** LISTED RECORDS follows **
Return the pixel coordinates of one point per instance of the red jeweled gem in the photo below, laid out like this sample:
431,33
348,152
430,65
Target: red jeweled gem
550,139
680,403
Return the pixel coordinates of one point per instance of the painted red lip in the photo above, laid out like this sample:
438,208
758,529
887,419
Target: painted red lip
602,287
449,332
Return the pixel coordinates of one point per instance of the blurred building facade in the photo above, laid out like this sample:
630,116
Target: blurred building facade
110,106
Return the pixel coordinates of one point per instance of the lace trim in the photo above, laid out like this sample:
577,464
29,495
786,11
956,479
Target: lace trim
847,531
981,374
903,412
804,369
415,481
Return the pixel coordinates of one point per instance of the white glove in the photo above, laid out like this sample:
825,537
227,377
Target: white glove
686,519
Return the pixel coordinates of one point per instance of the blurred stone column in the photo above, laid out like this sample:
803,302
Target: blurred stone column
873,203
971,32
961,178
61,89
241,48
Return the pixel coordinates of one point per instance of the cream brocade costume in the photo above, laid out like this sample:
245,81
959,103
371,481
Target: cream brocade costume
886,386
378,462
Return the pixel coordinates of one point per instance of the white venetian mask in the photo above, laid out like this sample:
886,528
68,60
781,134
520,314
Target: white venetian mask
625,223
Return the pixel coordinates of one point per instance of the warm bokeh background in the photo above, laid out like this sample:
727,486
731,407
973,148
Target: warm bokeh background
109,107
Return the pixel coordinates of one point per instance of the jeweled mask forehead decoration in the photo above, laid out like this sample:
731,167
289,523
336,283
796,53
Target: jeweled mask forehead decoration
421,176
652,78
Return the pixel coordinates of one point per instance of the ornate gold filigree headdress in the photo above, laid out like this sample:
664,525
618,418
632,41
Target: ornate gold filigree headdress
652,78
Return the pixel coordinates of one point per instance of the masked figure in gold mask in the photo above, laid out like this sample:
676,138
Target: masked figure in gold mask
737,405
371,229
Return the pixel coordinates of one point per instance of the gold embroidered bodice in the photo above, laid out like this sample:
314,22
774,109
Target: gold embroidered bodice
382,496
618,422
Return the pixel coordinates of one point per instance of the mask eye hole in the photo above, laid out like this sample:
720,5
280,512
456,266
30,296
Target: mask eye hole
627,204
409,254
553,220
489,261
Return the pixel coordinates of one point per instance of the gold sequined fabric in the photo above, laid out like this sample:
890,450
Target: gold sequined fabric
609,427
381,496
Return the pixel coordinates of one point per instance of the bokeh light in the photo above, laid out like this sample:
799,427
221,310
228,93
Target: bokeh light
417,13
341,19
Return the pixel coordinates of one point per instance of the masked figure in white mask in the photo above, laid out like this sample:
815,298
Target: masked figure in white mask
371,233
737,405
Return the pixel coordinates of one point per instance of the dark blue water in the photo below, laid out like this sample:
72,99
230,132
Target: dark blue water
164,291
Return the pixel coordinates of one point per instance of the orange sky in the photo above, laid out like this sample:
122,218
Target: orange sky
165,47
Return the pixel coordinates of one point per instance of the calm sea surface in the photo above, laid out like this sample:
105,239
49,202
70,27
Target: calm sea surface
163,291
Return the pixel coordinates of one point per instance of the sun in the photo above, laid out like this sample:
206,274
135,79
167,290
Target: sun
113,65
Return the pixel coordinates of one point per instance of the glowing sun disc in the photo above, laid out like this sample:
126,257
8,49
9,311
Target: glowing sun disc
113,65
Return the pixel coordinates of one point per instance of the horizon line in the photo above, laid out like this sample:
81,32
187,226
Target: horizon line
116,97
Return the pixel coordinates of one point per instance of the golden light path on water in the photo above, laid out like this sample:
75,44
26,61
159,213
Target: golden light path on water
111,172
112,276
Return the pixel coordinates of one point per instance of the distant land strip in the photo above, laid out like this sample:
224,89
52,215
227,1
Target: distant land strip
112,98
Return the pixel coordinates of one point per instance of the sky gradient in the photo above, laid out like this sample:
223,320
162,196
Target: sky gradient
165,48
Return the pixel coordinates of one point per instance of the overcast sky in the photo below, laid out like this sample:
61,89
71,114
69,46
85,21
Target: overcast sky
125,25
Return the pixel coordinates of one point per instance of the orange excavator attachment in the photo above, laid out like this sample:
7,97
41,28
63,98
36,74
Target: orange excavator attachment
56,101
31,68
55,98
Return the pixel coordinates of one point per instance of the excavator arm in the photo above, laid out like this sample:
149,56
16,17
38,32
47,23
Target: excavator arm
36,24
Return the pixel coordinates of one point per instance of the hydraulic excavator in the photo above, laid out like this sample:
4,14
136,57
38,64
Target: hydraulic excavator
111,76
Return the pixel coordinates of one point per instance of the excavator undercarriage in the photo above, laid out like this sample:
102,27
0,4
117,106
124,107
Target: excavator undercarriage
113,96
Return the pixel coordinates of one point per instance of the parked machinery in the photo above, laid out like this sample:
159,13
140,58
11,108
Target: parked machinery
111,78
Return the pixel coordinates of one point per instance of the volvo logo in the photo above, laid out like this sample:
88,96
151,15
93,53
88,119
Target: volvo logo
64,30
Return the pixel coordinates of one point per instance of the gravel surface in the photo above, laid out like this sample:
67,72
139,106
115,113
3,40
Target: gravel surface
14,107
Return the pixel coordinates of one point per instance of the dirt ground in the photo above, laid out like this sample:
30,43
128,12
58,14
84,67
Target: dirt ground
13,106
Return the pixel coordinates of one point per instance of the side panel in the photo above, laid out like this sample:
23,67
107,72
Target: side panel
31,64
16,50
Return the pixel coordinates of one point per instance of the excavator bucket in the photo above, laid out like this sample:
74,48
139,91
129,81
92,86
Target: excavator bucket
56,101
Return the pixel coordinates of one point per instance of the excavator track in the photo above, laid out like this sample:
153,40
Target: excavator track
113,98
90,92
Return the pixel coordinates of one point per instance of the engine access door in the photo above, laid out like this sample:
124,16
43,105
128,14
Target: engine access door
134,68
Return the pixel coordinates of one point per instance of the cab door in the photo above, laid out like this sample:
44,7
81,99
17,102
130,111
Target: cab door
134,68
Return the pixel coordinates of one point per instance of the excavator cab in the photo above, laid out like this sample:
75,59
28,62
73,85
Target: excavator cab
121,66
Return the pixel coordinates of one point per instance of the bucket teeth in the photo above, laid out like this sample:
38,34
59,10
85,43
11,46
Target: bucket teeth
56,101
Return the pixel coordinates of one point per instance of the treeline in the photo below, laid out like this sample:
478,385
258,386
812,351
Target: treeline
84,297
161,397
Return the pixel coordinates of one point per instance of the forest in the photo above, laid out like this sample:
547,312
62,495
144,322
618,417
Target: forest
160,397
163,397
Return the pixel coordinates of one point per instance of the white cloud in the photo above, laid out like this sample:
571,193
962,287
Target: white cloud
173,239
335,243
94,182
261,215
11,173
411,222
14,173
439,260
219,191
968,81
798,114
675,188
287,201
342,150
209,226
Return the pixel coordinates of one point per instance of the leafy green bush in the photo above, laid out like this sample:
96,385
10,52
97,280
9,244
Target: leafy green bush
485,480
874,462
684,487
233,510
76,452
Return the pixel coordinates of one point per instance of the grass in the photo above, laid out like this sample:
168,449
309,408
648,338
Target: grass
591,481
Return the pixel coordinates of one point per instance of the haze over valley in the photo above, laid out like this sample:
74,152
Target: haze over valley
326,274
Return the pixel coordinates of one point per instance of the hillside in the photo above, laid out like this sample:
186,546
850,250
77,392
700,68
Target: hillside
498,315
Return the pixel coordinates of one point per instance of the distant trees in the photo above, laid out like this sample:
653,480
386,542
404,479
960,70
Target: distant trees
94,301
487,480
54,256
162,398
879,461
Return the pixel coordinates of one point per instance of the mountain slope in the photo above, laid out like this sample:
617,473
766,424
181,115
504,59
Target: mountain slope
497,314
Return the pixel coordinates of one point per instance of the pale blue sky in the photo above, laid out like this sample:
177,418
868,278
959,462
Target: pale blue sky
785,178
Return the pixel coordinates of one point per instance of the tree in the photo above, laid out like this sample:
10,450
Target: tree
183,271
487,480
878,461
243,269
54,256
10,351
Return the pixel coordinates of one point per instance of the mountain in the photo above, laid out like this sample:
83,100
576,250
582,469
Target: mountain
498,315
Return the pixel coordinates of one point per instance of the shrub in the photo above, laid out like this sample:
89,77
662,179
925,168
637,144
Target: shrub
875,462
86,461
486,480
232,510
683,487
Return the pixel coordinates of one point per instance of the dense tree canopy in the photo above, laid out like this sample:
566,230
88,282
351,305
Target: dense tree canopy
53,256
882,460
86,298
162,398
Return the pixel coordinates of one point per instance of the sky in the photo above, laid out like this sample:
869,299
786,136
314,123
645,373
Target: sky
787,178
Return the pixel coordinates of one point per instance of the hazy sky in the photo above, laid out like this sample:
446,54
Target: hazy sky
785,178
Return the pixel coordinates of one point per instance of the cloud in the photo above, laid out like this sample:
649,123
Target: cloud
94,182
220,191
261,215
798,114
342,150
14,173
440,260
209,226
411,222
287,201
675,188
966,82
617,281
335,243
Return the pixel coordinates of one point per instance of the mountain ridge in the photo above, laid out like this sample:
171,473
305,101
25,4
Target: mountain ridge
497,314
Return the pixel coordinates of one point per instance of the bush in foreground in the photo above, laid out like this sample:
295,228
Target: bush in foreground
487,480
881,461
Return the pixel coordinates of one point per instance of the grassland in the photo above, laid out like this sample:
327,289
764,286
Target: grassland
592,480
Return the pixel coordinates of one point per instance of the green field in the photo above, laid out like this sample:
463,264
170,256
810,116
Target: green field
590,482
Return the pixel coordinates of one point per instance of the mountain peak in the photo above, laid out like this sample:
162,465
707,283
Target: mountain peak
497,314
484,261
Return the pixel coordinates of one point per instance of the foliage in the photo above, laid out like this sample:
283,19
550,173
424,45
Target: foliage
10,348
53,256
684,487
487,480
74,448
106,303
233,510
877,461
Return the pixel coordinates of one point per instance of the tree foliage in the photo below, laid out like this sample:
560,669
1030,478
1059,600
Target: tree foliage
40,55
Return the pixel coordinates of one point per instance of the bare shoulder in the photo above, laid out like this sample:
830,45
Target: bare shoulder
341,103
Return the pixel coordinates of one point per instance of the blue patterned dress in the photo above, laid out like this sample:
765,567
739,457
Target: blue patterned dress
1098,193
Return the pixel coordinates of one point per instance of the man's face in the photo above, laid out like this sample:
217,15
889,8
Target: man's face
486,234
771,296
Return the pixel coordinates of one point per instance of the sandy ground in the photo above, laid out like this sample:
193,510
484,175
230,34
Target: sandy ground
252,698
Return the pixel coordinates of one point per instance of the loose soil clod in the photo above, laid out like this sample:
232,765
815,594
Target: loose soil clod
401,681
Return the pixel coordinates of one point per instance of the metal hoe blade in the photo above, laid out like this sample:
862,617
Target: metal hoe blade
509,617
** End of LISTED RECORDS **
TASK BRIEF: Each line above that has the word "below" should be copied.

TASK ANSWER:
Return the pixel coordinates of one point per instance of the red jeweled gem in the photo below, laid out like this sample:
Return the pixel coordinates of one point per instance of the dark blue water in the photo below, laid out like this sample:
Return the pixel coordinates of one point per instance of the overcast sky in the photo below, laid out like this sample:
Return the pixel coordinates of one point per instance of the treeline in the photo below, laid out like this sample:
Return the pixel coordinates of one point per instance of the tree foliage in the photo below, laid out like this sample:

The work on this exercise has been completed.